Task item -> Pick out all lines in the listing holding the string "Target" and copy them.

(Data for processing)

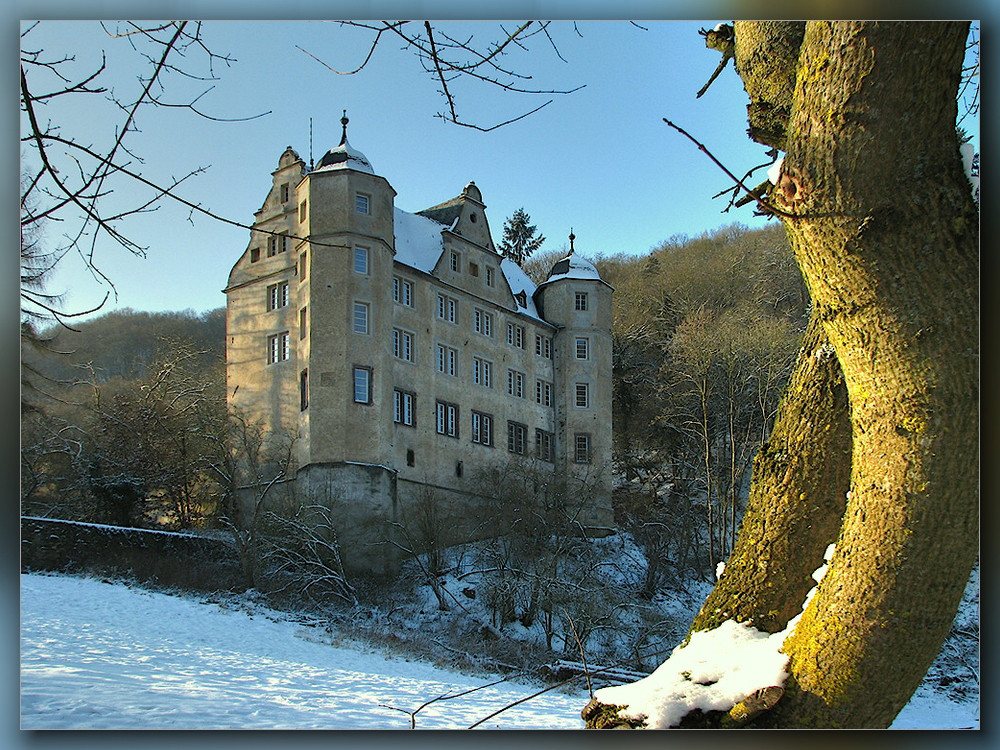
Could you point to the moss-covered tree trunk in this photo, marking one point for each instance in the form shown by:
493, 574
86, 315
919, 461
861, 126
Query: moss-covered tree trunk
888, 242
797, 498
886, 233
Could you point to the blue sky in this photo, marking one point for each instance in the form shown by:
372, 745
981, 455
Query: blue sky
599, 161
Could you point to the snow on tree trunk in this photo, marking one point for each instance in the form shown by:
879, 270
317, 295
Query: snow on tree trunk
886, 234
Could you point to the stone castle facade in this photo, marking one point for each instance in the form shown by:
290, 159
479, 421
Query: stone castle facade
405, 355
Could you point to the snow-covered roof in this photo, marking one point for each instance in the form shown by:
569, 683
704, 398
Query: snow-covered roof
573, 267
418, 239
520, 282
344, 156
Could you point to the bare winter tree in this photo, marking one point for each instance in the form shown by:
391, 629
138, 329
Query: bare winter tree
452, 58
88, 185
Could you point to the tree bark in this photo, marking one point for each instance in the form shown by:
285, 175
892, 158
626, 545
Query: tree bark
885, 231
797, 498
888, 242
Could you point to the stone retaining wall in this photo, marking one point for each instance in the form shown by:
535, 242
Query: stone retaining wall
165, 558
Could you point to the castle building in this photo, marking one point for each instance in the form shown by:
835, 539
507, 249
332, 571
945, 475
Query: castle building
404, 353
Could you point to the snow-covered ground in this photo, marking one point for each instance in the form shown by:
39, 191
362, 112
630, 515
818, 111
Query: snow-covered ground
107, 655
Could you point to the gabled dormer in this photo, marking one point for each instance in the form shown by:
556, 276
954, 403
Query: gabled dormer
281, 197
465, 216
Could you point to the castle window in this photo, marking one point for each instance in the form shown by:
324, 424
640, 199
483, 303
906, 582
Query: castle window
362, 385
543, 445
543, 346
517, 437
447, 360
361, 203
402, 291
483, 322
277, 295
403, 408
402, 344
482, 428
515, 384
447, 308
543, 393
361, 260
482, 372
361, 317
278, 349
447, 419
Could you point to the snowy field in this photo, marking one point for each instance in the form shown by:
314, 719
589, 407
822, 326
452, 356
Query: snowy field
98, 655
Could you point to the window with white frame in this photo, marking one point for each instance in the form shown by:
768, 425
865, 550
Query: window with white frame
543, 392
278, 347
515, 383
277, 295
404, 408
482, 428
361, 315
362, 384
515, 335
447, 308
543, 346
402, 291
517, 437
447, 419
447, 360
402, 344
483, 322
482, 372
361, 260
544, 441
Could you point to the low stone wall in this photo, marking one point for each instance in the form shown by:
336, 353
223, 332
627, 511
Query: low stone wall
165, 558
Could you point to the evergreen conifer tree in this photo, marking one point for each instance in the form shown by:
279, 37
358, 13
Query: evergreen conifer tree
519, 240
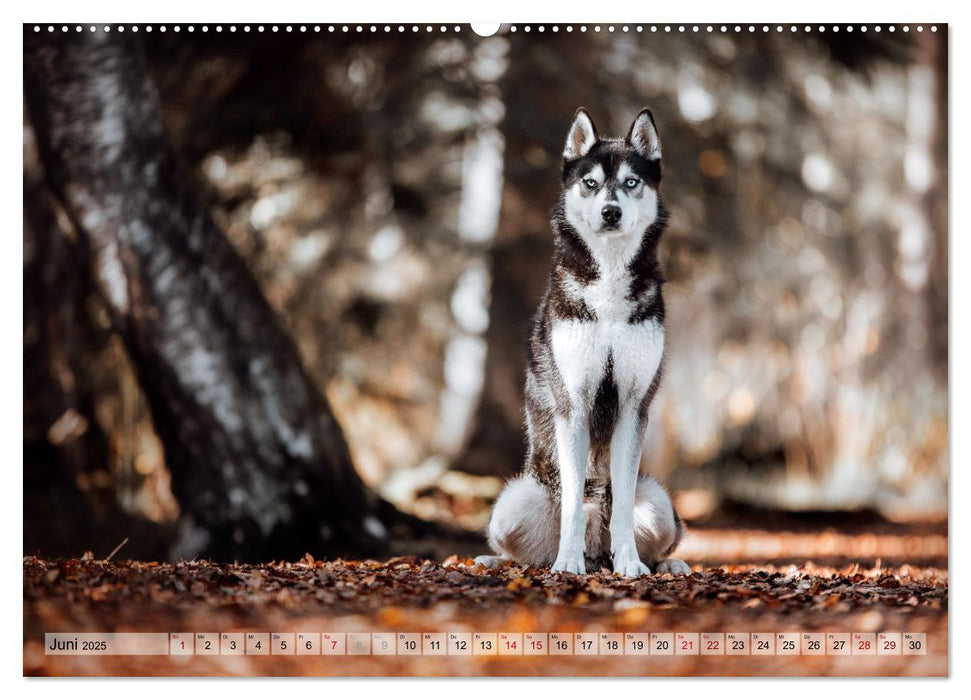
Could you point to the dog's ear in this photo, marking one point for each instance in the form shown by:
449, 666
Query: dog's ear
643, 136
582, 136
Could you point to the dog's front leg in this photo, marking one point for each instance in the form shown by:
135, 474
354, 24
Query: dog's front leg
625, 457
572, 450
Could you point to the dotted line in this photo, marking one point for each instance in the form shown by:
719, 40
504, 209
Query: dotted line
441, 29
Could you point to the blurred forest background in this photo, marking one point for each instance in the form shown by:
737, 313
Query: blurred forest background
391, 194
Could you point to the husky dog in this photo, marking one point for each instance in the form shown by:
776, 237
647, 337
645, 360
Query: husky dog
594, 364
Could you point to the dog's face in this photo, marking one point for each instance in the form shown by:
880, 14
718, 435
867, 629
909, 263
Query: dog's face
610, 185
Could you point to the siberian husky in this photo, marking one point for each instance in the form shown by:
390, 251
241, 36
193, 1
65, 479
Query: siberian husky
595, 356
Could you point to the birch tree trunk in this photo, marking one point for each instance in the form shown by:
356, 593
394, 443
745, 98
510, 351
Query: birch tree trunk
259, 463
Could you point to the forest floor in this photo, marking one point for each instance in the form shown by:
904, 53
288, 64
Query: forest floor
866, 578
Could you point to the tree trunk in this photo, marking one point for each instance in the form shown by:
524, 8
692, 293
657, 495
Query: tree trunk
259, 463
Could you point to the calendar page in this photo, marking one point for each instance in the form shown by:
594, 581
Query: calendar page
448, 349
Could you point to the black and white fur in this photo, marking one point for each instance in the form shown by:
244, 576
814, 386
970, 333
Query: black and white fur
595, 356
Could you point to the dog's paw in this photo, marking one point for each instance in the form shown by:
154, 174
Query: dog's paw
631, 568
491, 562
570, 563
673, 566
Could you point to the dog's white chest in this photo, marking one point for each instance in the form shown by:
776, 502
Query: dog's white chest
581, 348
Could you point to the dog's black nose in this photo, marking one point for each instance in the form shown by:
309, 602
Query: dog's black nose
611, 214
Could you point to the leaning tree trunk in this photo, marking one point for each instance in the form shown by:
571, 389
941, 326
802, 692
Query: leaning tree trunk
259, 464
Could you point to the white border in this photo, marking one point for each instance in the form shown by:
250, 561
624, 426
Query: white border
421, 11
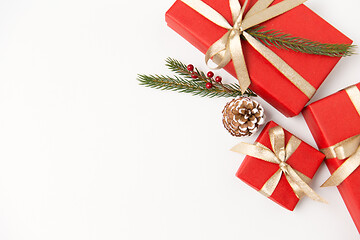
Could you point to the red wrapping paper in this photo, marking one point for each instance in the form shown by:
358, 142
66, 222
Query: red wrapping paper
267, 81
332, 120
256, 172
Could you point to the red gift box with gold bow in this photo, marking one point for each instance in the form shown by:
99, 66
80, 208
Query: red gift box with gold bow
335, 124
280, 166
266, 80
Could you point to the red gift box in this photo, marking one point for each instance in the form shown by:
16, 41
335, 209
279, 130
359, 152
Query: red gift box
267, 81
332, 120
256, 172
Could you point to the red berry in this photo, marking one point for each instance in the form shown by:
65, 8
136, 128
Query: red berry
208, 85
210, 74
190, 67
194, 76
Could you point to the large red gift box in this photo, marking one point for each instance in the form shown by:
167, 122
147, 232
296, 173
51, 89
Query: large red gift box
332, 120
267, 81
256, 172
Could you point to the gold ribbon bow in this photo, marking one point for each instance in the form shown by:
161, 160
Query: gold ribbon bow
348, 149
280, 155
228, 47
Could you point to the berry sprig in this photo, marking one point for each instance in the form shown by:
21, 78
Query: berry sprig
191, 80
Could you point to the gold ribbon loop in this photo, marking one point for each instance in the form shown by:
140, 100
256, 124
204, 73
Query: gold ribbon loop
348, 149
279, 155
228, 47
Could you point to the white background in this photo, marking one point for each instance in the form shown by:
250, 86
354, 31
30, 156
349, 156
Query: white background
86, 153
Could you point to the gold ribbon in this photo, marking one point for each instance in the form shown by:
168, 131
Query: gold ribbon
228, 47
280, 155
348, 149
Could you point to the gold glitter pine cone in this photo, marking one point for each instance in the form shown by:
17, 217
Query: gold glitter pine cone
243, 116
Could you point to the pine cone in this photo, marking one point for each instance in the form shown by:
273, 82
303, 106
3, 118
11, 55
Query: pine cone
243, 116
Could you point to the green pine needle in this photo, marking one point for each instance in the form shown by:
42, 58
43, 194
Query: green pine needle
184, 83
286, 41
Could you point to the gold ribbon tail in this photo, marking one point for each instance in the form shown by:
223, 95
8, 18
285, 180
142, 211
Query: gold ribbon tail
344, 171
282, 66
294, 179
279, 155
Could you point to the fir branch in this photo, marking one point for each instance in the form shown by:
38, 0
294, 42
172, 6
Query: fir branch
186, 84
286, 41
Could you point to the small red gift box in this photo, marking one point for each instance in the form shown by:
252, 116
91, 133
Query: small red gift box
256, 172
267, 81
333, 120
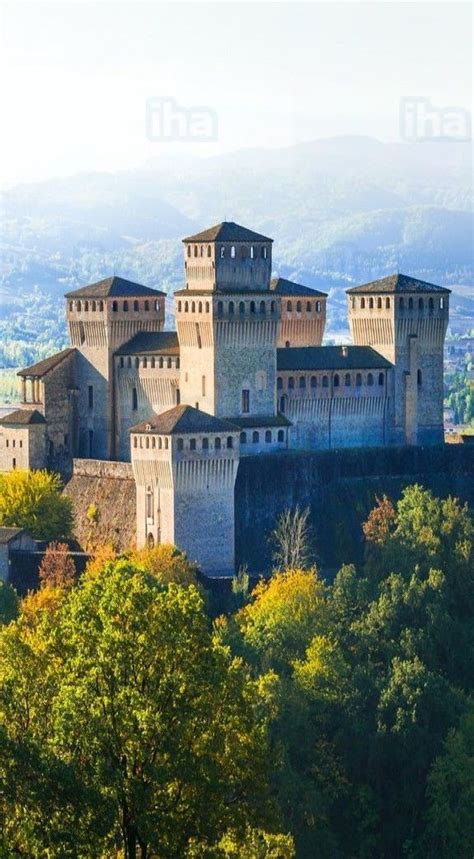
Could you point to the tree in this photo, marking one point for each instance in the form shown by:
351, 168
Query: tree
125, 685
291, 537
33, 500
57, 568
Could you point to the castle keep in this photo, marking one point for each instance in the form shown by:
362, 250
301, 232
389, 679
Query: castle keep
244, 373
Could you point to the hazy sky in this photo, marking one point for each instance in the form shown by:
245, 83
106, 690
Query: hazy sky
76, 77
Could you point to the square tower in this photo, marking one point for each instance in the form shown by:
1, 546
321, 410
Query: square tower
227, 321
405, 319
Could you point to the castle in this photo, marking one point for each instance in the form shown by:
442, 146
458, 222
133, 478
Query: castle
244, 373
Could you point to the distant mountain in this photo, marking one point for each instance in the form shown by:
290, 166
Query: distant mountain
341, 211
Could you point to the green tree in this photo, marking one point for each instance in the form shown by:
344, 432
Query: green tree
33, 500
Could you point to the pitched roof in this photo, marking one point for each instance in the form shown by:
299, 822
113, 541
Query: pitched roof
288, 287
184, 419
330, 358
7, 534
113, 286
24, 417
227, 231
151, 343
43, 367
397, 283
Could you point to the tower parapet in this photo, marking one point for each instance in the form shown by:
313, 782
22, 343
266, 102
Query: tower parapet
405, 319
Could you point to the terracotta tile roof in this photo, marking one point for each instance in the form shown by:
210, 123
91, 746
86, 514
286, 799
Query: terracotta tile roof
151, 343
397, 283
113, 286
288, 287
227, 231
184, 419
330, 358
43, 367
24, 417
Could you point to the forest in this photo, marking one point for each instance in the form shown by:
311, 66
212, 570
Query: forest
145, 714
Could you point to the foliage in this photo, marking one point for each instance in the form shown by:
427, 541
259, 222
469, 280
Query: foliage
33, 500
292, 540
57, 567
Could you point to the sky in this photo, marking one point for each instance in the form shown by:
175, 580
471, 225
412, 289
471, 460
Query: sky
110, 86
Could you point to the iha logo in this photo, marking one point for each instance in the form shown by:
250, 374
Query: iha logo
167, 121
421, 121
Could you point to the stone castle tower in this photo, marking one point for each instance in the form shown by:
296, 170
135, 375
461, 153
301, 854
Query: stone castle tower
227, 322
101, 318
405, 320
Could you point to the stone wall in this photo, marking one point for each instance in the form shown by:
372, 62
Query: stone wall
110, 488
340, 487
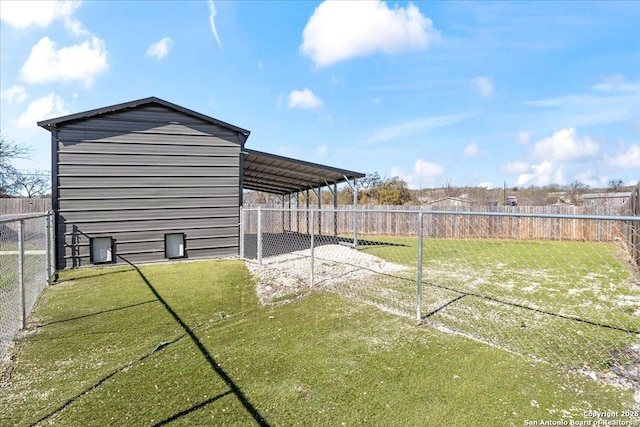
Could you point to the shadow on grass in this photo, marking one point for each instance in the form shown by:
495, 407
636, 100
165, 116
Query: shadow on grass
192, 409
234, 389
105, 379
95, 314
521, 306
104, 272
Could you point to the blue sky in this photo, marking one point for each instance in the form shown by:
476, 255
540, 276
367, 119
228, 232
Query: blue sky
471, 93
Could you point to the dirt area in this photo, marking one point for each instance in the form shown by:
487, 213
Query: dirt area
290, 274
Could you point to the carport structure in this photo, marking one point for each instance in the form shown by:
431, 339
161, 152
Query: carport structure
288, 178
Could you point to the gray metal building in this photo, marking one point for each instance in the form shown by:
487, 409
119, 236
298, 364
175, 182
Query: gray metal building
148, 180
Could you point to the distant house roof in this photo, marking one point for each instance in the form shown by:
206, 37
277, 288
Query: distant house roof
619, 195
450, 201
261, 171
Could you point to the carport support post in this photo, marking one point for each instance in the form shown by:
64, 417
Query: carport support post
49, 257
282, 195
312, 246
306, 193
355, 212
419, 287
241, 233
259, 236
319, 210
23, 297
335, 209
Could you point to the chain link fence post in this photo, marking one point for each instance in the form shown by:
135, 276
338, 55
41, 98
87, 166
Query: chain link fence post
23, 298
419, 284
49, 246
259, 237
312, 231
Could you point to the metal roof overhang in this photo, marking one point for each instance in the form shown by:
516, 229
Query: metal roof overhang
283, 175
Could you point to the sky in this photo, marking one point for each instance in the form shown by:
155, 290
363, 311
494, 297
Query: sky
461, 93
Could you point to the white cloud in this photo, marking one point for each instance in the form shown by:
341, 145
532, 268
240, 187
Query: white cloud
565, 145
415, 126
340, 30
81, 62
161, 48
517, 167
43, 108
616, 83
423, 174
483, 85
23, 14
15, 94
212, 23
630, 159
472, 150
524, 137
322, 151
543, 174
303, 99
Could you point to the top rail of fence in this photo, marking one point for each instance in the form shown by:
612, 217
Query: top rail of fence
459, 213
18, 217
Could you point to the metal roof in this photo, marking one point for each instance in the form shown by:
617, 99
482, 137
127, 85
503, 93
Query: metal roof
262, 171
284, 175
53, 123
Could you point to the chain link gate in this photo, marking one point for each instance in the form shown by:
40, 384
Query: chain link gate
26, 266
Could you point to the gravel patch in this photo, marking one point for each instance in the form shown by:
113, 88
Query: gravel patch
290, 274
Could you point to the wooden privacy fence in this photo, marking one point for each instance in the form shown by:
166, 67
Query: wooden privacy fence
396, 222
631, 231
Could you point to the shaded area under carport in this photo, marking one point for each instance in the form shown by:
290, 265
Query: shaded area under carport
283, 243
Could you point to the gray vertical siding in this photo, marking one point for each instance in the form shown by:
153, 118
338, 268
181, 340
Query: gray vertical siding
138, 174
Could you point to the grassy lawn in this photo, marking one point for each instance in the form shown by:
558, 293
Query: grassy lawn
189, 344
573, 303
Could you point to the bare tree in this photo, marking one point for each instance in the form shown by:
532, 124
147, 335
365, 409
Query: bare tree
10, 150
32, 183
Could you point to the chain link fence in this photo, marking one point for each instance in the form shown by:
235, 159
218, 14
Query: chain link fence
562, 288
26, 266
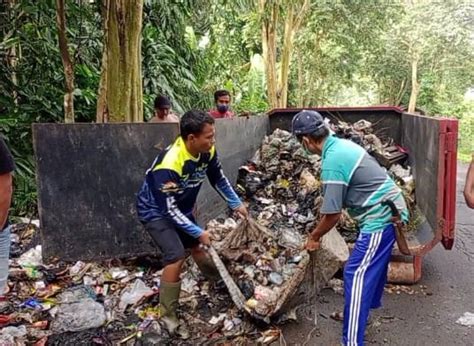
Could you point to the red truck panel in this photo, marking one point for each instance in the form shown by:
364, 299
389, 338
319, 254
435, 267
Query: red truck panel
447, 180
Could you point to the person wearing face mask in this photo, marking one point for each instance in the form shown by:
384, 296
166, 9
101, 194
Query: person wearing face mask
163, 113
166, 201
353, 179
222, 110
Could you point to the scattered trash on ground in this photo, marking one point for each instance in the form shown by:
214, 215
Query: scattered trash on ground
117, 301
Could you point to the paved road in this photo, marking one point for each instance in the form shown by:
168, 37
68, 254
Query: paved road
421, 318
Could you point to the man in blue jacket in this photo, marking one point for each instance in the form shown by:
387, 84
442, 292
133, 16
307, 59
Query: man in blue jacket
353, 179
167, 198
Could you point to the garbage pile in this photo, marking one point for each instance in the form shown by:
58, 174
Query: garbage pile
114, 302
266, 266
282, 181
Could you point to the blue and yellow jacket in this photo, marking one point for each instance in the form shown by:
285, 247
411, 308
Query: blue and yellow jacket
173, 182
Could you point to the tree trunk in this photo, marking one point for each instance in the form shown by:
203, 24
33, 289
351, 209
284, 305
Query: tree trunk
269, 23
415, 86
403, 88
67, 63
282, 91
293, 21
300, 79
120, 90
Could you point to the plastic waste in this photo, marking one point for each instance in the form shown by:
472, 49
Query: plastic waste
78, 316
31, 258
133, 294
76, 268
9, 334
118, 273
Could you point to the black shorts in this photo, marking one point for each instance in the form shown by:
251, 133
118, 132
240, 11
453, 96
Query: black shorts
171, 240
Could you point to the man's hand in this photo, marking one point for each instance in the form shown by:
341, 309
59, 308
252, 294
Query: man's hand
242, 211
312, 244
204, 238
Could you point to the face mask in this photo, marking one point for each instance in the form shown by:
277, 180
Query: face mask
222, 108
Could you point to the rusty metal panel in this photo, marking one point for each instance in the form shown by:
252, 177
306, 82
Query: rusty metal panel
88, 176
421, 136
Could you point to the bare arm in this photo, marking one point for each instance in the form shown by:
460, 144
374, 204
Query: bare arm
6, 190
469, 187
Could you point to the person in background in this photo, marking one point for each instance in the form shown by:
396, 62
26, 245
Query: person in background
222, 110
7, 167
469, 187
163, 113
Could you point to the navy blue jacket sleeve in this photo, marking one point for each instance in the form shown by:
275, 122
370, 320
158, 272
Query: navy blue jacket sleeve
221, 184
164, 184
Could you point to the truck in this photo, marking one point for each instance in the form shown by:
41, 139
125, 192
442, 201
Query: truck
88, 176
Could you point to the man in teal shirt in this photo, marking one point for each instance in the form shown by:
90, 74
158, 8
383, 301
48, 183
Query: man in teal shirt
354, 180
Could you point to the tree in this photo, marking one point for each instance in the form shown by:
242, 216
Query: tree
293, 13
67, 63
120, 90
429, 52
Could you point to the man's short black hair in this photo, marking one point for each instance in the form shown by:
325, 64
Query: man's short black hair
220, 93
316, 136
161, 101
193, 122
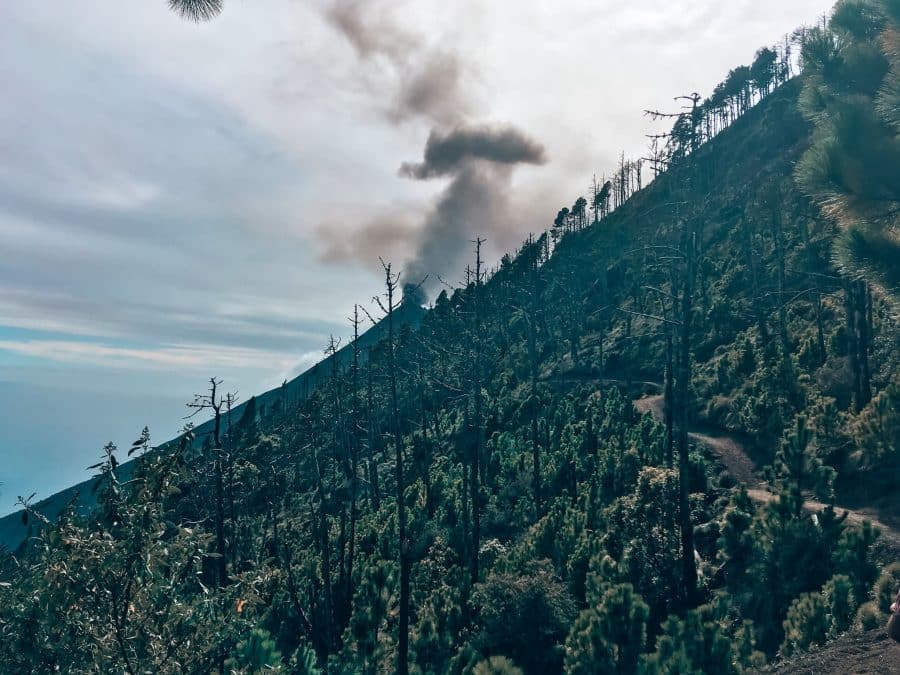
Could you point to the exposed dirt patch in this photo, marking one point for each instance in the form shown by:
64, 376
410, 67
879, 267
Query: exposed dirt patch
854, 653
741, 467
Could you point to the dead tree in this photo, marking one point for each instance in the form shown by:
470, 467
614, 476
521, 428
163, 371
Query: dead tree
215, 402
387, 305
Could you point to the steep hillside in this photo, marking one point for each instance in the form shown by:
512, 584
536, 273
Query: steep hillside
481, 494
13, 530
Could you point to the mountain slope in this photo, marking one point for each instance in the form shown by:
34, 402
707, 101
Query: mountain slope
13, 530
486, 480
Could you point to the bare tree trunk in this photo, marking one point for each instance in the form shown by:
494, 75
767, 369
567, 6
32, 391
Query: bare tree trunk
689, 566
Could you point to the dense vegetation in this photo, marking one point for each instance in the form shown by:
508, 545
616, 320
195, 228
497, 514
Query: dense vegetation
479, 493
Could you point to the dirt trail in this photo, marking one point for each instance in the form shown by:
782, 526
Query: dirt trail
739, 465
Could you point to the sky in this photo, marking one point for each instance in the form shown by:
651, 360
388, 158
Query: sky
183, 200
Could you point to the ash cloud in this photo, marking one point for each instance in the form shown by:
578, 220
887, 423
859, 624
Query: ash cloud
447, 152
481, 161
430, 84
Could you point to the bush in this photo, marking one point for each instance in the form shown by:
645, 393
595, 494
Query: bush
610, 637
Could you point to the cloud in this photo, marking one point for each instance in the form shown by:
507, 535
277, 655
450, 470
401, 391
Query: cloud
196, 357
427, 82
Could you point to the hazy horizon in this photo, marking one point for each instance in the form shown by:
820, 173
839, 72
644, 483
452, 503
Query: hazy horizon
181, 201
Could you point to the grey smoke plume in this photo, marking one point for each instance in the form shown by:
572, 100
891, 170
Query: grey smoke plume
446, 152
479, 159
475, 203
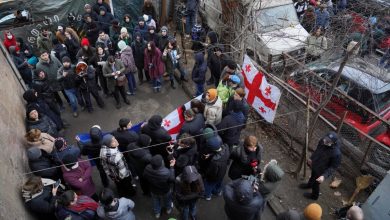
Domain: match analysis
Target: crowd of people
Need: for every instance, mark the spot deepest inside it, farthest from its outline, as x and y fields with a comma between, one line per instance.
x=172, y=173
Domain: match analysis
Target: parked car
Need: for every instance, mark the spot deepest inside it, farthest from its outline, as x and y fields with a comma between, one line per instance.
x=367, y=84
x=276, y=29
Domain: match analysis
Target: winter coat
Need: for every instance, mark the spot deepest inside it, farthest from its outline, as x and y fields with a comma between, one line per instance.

(End Data for processing)

Task answer ->
Target: crowd of people
Target: parked car
Target: winter coat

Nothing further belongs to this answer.